EXERCISE REQUIREMENTS:
Repeat the records exactly, so that each line matches the original.

SUPPLIED ENTRIES:
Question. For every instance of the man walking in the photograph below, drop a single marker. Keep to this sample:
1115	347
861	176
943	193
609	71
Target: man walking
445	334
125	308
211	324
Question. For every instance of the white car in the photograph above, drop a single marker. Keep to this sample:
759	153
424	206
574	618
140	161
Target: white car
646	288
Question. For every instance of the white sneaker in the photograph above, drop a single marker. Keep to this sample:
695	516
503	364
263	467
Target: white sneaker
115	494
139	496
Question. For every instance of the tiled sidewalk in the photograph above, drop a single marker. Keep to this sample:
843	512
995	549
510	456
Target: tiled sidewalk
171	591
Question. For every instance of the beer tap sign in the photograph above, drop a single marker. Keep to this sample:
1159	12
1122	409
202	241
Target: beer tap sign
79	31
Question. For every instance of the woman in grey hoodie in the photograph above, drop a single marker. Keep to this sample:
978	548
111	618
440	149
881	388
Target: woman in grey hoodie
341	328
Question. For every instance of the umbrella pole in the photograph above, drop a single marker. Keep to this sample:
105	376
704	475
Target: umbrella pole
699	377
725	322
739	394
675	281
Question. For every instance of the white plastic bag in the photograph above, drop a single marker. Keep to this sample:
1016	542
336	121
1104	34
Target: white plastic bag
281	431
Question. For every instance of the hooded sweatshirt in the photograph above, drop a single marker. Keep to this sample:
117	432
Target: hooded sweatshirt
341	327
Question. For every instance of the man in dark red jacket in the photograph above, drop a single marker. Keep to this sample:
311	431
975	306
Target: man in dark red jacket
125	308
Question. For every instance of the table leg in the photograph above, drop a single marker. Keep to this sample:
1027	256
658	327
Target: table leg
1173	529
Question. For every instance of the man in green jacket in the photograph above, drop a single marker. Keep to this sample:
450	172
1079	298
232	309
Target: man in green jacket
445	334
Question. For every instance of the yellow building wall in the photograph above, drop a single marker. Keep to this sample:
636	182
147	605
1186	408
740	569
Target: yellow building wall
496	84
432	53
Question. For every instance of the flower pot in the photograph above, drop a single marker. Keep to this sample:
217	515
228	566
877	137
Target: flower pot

REPLY TO THE EXERCISE:
Question. For every instance of the man walking in the photograph below, drop a single marker. Keep to this sample:
1115	347
861	176
943	193
609	71
Target: man walking
445	334
125	308
211	324
Question. For every instance of the white car in the photograph above, drop a single marker. Keep to this sample:
759	153
424	206
574	618
140	161
Target: white car
646	288
Question. For every instance of the white sneaker in the photograph above, drop a single marker. Keep to this sample:
695	516
503	364
263	467
Target: white sneaker
115	494
139	496
Question. For every instance of the tiled sidewalk in the photograph above, drop a single marker. Keep to this sample:
843	512
995	549
510	456
Target: tiled sidewalk
171	591
Question. For every instance of the beer tap sign in the photograph above, drop a single marker. Keep to this sample:
1159	12
1122	409
202	241
Target: beer tap sign
79	31
Question. For every instance of the woman in grey hoodie in the photograph above, drop a single marker. Keep to this sample:
978	548
111	618
440	149
881	388
Target: woman in grey hoodie
341	328
Question. For every instance of the umbrella pole in the photograph above, drop a single marker. Keep to this sample:
105	376
704	475
Target: umbrella pole
699	377
725	322
739	394
675	281
Question. For every instance of the white plastic bag in the photograph above, drop a single marker. Keep to this sample:
1016	542
336	121
1104	34
Target: white plastic bag
281	431
Question. For every instance of the hooded sweatshirt in the photograph above, drop a single marker. Keep to this sample:
117	432
Target: hooded sweatshirt
341	327
Question. For every instance of the man in dark red jacket in the photograph above, drop a single marker. Keep to this sample:
311	431
975	306
Target: man in dark red jacket
125	308
Question. For every instance of the table leg in the photograph above, drop a single marker. Keep to this sample:
1027	256
658	327
Target: table leg
1173	529
Question. For every instance of the man in green jacket in the photograph above, drop a single marker. Keep to this sample:
450	172
1079	298
232	309
Target: man in green jacket
445	334
Question. For every instance of the yellow building wall in the photograph above, drop a single marker. Keep to this sample:
636	182
147	605
1186	408
740	569
Target: yellow building wall
496	84
432	53
Question. For every instance of the flower pot in the photograph above, drop a single marker. Keep to this sample:
217	515
228	566
877	137
Target: flower pot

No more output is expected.